WHAT YOU HAVE TO DO> Print word for word the records from the line containing "Target: red sign border" through the end.

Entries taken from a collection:
[Start of section]

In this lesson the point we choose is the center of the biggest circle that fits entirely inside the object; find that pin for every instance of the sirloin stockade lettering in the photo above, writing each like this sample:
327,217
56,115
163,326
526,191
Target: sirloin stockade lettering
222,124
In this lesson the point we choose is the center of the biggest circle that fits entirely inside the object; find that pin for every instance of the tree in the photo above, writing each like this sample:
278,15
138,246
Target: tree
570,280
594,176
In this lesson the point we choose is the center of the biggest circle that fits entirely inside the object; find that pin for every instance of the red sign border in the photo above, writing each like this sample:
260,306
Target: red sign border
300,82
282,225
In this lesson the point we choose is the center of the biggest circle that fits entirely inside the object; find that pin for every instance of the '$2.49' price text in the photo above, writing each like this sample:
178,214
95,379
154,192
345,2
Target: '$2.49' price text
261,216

[End of section]

SOLUTION TO THIS TASK>
Target: red sign border
300,82
282,225
In this lesson the point we choose is the center of the biggest circle that fits entirely inside the object; find that pin for every instance of the '$2.49' price text in the photo above, writing each like this sample:
178,214
95,379
154,192
345,2
Target: '$2.49' price text
261,216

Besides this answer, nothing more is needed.